元の文章
====

欧州ではコロナワクチンの接種拡大に伴い、観光地で人出が戻りつつある。EU加盟国は観光依存度が高いため、やや「前のめり」で渡航制限を緩和した格好だ。一方、ポストコロナを見据えると、欧州の観光業は経済的にも環境的にもサステナブルなモデルへのシフトが急務である。(丸紅経済研究所 経済調査チーム エコノミスト 堅川陽平)
ワクチン接種の拡大により
欧州の観光業に持ち直しの兆し
欧州では新型コロナウイルスの新規感染者数の減少に伴い、厳しい行動制限が段階的に緩和され、観光地で人出が戻りつつある。イタリアの「水の都」ベネチアでは、6月3日にコロナ禍以降、初めてクルーズ船が到着した。
また、航空関連情報を提供するOAG社によると、6月第2週の航空座席供給量が世界全体で前年比83.4%増となる中、スペインが678.8%増、フランスが336.0%増と欧州各国で著しく増加しており、前年の大幅減からの反動を割り引いて見る必要はあるが、航空機による移動の再開も本格化している。
欧州の観光業に回復の兆しが見える背景には、ワクチンの接種拡大がある。5月末時点のワクチン接種率(少なくとも1回以上接種した人の割合。以下同様)は、米国と英国ですでに5割を突破しており、当初両国より出遅れた欧州連合(EU)も4割弱に上っている(下図参照)。ワクチン接種拡大により、新規感染者数は急速に減っている。
そうした中、EU加盟国のクロアチアやギリシャなどは、EU域外を含む海外からの観光客の受け入れを4月から段階的に再開しており、直近ではスペインが6月7日に一部の国を除くワクチン接種済みの海外観光客(14日前までに欧州医薬品庁または世界保健機関が承認したワクチンの接種完了を証明)受け入れを開始した。
7月1日にはEU全体としてのワクチンパスポート(正式名称は「デジタルコロナ証明書」)の正式導入も予定しており、これによって証明書保有者はワクチン接種歴や検査・回復歴などをQRコード形式で一元的に証明できるようになる。ワクチンパスポートの具体的な活用方法は各加盟国の判断次第だが、一部の国はすでに6月から試験的に導入し、証明書保有者に入国後の自己隔離や追加検査の免除を認めている。ワクチンパスポートの運用開始により、渡航制限の緩和と相まって、国際的な往来再開の動きが一段と加速すると見込まれる。

====

提供情報
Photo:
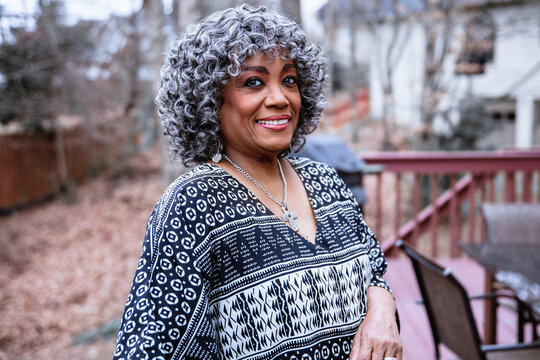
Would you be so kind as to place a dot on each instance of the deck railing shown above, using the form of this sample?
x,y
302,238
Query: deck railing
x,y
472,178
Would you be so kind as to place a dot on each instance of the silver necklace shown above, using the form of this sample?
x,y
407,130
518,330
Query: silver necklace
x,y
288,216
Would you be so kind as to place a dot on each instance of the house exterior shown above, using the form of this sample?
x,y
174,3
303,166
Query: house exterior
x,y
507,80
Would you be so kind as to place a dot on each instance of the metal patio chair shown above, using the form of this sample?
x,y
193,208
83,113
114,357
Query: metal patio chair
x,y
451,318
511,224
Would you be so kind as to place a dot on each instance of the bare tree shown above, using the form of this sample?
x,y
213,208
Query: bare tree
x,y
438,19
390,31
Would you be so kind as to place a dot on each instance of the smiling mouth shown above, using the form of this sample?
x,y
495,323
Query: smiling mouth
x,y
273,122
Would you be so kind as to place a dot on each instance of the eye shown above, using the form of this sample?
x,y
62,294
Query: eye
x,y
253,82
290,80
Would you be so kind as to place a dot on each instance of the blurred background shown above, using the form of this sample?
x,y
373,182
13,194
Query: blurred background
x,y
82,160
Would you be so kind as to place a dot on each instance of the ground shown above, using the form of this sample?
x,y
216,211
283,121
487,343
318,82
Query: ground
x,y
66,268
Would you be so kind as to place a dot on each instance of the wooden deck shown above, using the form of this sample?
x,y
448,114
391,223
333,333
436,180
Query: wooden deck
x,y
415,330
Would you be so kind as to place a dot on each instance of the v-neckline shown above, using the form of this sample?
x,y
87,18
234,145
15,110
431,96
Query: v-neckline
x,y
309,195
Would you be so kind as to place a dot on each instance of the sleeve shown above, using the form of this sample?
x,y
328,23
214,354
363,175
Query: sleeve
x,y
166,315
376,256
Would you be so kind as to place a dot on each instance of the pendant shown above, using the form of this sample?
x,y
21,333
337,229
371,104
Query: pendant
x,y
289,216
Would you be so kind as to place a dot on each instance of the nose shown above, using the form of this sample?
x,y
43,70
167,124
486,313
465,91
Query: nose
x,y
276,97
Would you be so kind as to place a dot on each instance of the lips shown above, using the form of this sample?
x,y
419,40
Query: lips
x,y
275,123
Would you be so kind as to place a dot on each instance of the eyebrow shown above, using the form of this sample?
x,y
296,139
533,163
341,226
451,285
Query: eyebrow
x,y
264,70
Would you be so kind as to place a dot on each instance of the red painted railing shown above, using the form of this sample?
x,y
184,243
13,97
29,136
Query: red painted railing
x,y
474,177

====

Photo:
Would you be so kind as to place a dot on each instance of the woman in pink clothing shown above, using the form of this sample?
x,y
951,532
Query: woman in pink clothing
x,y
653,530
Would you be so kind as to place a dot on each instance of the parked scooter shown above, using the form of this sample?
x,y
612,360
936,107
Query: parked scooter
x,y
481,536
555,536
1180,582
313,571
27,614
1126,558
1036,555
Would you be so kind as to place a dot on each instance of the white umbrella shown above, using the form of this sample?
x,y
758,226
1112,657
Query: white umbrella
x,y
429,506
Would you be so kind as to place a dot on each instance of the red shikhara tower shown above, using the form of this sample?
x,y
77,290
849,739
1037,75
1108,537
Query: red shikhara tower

====

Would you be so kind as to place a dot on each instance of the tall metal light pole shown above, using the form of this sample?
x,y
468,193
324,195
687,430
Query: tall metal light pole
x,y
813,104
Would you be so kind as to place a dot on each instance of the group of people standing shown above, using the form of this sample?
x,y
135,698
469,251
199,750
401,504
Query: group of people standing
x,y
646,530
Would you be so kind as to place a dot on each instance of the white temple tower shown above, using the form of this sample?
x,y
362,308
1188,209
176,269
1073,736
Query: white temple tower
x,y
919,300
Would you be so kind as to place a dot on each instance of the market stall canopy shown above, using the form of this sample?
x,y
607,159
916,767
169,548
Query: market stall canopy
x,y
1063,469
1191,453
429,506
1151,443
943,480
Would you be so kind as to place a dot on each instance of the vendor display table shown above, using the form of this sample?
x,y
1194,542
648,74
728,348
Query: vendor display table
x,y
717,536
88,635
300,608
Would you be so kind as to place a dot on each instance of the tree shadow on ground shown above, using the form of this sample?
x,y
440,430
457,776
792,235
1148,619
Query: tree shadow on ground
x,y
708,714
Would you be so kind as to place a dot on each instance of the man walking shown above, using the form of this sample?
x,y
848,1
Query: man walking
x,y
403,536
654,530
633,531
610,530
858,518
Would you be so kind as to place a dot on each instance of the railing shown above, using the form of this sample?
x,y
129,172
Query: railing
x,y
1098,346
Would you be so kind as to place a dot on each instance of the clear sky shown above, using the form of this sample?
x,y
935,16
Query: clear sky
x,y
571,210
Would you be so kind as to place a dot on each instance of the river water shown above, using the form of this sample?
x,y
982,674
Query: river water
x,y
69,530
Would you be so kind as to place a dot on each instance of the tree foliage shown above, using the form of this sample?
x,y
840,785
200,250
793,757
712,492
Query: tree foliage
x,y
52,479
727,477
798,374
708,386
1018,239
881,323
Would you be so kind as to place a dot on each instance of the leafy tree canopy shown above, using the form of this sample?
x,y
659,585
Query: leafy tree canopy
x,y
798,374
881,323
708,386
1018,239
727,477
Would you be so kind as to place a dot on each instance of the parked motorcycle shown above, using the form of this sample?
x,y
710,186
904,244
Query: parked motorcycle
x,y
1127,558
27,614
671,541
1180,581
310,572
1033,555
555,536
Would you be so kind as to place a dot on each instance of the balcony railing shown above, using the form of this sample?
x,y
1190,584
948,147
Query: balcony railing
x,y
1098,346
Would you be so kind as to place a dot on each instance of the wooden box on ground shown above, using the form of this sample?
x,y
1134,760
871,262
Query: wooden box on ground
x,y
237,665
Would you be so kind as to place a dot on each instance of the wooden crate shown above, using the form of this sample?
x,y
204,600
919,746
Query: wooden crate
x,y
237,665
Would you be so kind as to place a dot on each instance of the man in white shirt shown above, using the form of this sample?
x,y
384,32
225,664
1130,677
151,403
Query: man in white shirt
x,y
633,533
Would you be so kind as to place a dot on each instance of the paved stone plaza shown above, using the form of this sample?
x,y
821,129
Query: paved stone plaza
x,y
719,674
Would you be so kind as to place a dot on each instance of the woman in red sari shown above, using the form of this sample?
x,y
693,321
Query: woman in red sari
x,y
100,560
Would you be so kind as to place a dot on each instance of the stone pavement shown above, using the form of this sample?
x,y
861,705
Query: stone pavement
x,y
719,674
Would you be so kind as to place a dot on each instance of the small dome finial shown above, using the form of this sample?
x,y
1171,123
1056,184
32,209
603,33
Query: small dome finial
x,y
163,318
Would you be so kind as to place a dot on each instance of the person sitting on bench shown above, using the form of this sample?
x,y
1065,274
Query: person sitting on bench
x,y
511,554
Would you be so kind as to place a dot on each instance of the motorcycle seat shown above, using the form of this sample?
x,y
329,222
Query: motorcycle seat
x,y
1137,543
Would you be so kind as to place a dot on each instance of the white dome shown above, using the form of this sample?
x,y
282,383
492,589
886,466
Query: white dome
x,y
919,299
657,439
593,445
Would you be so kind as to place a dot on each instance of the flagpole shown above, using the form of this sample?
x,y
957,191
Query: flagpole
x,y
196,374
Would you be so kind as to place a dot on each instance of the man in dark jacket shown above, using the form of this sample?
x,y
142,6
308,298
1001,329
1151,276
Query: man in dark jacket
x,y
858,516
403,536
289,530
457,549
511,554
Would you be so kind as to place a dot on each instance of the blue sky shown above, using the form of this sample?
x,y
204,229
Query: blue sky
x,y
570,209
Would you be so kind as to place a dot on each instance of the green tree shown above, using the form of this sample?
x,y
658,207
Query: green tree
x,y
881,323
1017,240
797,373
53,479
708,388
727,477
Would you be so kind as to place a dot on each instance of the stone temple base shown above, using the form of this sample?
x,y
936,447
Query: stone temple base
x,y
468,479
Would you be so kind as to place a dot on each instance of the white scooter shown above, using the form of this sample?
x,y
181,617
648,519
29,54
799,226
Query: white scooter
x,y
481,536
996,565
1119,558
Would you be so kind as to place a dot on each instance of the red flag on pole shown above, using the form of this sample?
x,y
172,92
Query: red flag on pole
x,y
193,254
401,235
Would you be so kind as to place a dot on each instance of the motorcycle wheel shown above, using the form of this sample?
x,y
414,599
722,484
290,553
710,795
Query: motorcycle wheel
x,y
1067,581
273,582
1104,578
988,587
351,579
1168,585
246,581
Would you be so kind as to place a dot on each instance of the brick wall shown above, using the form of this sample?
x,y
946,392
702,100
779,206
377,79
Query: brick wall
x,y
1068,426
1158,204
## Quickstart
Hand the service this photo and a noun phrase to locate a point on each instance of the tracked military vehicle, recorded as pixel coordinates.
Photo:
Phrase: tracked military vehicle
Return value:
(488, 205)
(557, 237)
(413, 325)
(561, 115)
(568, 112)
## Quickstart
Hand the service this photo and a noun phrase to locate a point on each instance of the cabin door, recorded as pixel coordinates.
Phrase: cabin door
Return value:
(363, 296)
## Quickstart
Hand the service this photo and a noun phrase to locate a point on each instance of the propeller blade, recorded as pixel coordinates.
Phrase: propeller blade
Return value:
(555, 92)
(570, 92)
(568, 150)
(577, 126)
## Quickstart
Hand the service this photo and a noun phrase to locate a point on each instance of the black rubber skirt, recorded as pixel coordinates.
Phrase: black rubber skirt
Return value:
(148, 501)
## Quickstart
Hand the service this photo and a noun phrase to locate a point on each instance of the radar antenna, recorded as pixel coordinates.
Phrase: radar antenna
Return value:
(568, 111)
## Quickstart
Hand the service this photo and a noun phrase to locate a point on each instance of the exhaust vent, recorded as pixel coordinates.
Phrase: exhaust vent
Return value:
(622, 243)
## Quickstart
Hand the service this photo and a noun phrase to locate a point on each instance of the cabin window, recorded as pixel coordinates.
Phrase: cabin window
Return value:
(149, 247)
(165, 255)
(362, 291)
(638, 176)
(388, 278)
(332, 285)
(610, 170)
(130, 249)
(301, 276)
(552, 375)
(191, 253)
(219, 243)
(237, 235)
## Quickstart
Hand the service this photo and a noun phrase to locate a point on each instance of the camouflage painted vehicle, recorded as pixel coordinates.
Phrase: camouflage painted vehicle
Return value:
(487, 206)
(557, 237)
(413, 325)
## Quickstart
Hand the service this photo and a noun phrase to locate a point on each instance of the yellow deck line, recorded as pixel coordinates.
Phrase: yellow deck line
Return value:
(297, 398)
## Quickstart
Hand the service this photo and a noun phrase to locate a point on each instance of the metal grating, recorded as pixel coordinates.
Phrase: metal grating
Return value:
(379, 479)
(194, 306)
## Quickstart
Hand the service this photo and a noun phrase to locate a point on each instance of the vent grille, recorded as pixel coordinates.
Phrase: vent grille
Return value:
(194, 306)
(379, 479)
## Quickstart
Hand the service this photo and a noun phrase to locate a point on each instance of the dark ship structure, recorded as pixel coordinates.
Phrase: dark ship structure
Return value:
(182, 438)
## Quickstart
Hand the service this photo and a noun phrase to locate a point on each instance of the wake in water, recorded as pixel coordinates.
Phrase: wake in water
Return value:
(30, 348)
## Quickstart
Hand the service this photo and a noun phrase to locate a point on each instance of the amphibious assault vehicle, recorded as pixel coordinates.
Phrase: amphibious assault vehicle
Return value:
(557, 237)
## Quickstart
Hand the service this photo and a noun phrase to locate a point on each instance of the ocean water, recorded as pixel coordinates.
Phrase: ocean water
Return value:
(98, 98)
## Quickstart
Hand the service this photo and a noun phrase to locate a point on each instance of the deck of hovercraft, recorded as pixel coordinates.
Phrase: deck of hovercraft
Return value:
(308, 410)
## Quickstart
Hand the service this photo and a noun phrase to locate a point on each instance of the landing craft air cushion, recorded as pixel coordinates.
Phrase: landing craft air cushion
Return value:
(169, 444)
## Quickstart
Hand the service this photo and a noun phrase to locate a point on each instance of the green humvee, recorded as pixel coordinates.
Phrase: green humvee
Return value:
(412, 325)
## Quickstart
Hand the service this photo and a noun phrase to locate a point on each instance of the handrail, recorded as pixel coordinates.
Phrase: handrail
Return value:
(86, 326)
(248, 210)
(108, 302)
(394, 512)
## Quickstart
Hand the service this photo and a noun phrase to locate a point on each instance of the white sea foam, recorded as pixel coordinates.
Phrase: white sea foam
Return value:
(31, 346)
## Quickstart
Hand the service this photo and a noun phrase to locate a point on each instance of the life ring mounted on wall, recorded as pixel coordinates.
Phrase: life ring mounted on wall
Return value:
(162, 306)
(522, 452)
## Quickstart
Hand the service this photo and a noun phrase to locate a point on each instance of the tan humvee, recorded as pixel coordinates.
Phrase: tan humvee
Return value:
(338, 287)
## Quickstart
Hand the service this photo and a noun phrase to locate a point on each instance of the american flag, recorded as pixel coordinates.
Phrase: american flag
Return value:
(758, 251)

====

取り組む課題
a: 欧州の観光業に関する記事に出てくる国名を、登場順にすべて挙げよ。
b: 欧州の観光業に関する記事のうち、「また、航空関連情報を提供する」から始まり「感染者数は急速に減っている。」まで続く部分を、そのまま書き写してください。
答えには欧州の観光業に関する記事だけを用いること。

解答一覧
a: イタリア、スペイン、フランス、米国、英国、クロアチア、ギリシャ

b:
また、航空関連情報を提供するOAG社によると、6月第2週の航空座席供給量が世界全体で前年比83.4%増となる中、スペインが678.8%増、フランスが336.0%増と欧州各国で著しく増加しており、前年の大幅減からの反動を割り引いて見る必要はあるが、航空機による移動の再開も本格化している。
欧州の観光業に回復の兆しが見える背景には、ワクチンの接種拡大がある。5月末時点のワクチン接種率(少なくとも1回以上接種した人の割合。以下同様)は、米国と英国ですでに5割を突破しており、当初両国より出遅れた欧州連合(EU)も4割弱に上っている(下図参照)。ワクチン接種拡大により、新規感染者数は急速に減っている。